- **Stored data**
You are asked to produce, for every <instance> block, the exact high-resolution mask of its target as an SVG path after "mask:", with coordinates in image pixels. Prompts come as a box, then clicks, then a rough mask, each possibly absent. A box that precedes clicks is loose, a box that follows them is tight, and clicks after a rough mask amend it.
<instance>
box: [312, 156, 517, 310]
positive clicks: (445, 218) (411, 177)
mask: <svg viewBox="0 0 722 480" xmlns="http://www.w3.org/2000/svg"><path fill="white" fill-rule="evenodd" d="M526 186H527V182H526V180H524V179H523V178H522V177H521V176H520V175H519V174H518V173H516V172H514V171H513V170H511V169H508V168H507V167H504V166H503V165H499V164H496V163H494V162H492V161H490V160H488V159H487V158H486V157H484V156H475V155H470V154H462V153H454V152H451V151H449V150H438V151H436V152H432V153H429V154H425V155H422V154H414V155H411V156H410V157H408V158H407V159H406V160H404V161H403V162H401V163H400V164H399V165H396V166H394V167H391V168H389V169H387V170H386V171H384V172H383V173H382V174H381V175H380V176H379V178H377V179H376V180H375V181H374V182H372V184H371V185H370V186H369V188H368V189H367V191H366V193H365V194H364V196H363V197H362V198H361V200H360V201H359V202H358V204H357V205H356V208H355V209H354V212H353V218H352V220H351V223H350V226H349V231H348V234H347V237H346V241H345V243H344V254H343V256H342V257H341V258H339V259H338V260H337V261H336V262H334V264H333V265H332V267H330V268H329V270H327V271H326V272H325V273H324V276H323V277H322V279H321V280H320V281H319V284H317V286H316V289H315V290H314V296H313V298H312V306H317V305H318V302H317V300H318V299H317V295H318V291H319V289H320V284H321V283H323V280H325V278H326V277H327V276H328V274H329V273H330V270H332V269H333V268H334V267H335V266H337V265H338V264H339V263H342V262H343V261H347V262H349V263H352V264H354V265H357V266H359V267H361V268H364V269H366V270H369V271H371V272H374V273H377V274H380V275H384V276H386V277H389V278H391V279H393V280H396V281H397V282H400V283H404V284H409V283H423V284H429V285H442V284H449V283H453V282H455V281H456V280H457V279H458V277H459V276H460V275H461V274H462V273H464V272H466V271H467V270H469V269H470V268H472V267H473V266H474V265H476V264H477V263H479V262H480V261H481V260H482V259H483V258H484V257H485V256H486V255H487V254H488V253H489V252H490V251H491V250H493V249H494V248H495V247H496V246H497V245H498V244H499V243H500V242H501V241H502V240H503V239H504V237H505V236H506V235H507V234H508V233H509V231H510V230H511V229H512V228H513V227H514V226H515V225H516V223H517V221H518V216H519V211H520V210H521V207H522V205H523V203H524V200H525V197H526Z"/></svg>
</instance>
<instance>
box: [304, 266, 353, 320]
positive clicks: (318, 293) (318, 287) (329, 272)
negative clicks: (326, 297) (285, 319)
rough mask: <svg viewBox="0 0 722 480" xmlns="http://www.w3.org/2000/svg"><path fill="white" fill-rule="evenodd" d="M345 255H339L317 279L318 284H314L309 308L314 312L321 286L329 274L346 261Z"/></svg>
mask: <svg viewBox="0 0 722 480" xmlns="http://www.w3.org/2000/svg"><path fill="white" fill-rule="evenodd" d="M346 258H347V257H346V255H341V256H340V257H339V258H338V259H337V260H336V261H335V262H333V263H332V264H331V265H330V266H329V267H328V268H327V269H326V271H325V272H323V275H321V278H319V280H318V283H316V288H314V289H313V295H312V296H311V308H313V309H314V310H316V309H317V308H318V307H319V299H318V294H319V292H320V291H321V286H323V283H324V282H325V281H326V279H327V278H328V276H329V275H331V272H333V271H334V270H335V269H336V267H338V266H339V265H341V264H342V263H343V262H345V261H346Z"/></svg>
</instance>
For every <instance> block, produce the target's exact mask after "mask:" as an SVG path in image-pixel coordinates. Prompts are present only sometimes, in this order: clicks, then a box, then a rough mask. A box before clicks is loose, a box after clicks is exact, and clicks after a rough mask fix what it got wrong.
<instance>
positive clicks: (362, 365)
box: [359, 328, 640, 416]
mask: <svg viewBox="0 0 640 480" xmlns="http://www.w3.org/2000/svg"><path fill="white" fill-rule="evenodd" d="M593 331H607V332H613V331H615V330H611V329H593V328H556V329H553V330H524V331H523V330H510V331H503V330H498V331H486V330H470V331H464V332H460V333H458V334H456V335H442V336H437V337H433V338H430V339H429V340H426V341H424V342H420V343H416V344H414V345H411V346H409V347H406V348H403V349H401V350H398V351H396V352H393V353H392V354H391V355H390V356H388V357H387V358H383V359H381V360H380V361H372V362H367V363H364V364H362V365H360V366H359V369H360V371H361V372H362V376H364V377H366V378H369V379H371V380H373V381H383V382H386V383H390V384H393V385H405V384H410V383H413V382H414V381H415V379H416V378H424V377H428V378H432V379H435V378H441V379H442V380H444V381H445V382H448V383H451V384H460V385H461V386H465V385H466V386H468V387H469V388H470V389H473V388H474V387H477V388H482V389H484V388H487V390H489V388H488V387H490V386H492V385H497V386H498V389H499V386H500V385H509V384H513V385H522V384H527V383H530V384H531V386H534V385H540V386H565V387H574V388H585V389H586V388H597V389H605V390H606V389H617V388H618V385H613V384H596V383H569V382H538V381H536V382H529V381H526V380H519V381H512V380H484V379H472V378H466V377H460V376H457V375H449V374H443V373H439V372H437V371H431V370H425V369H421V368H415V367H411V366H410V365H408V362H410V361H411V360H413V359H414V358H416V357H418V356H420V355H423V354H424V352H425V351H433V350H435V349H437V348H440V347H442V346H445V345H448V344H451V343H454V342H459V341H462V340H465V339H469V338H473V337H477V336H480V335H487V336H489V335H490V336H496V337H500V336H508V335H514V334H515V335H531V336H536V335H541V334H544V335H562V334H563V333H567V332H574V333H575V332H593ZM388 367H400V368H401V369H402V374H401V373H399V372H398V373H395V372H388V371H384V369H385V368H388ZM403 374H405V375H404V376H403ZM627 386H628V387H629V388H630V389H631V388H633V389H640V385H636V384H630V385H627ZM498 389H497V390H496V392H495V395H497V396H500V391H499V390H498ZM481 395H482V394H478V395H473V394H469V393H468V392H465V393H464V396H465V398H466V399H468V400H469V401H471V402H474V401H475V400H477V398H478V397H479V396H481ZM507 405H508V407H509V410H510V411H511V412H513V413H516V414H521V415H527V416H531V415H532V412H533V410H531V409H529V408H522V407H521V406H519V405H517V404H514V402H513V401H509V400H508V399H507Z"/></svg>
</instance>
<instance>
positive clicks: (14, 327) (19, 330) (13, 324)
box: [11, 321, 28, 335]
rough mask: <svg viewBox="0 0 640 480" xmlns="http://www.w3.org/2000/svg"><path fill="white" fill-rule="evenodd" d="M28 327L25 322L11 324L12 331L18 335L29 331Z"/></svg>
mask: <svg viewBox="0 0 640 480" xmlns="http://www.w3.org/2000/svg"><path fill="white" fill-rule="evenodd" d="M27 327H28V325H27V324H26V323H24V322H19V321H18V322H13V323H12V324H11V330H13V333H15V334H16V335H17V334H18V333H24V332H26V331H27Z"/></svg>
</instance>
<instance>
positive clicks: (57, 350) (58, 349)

- **Task goal**
Whenever a line holds "produce", it counts; state the total for the records and add nothing.

- **Exercise answer**
2